-------- Records for the exercise

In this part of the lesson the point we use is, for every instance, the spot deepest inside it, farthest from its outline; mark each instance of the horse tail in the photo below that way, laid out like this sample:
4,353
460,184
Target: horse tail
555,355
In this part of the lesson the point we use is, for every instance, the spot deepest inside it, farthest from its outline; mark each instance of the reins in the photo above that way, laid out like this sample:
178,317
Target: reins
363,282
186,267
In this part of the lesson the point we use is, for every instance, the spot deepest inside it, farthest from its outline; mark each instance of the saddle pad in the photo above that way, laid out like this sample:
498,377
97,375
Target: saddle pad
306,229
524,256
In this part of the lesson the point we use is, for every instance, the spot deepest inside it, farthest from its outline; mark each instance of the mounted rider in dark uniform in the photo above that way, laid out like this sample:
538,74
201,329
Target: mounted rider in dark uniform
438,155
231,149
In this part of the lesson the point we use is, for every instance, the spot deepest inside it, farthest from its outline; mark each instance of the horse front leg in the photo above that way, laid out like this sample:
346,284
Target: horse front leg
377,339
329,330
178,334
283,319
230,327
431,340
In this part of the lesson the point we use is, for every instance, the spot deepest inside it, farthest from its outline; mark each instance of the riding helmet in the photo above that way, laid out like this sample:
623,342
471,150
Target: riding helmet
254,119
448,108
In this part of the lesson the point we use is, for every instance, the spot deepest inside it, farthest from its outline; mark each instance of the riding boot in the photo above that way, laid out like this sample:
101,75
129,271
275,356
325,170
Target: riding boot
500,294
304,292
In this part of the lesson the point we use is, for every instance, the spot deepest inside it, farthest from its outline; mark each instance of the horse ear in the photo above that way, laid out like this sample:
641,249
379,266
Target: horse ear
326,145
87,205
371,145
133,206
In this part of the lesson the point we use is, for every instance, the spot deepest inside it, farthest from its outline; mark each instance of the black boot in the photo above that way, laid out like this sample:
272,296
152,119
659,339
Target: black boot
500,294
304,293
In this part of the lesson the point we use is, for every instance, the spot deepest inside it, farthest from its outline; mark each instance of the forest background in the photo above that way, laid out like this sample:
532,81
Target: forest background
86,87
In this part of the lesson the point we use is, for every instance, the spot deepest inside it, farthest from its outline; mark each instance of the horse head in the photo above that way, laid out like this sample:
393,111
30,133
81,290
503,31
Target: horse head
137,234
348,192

----------------

Exercise objective:
The records above are to be duplicated word for word.

Written solution:
In this part of the lesson the point we use is, for every instance, the spot deepest inside it, farthest from its outline; mark each instance of the horse tail in the photo below that way, laid out like this sample:
4,353
460,184
Target: horse tail
555,355
In this part of the lesson the point we use is, for every instance, the spot deepest inside it, farthest from its outline; mark each instance of the reins in the photo above that way, laid out like this sample:
178,317
Target: reins
363,282
186,267
In this part of the lesson the point we use is, for every instance, the spot deepest inside it, farthest from its outline; mark each instance of the saddle pad in the photo above that way, laid out like this sample:
498,377
97,375
Target: saddle pad
306,229
524,256
In this part of the lesson the point we use is, for every instance, the spot deepest inside it, farthest from its outline; mark each instance of the mounted rider in dark uniform in the photo above that way, laid out like this sample:
538,74
201,329
Target: mounted rider in dark uniform
438,155
231,149
In this part of the lesson the point we use is, for every instance, the spot deepest inside it, farthest from its outline; mark each instance of the horse front leg in the photo above that way, laid out like this sample:
346,284
Target: horse front leg
377,339
329,330
178,334
283,319
230,327
431,340
In this part of the lesson the point we use is, for every instance, the spot deepest inside it, farthest from its outline; mark each instance of the riding helmet in the photo above that way, laid out like this sample:
623,342
471,150
Target: riding helmet
254,119
448,108
In this part of the lesson the point we use is, for every instance, the spot deepest inside it, farthest from its outline; mark each instance of the riding boot in the photo above that way, laid out like this sample:
101,75
129,271
275,356
325,170
Target: riding boot
500,294
304,292
In this part of the lesson the point we use is, for every instance, the spot deepest inside it, farthest from its outline; mark each instance of the horse ear in the photo above that way, laid out like this sample:
641,249
379,266
Target: horse ear
326,145
87,205
371,145
133,206
In this part of the lesson the point we use is, for every instance, the spot deepest inside it, farthest from its outline; mark each instance of the black boot in the photo above that way, laid out like this sample:
272,296
152,119
659,339
Target: black boot
500,294
304,293
In this part of the lesson the point we use is, for every instance, the spot deepest inside it, farthest from its outline; mark each instance of the forest background in the photo above that way, laid out like this sample:
532,81
Target: forest background
86,87
In this part of the lesson the point we use is, for every instance, the spot deepest inside it, farthest from its outline; mark each instance of the horse head in the photo above that way, laid out like this sample:
393,111
30,133
81,290
503,31
Target: horse head
137,234
348,192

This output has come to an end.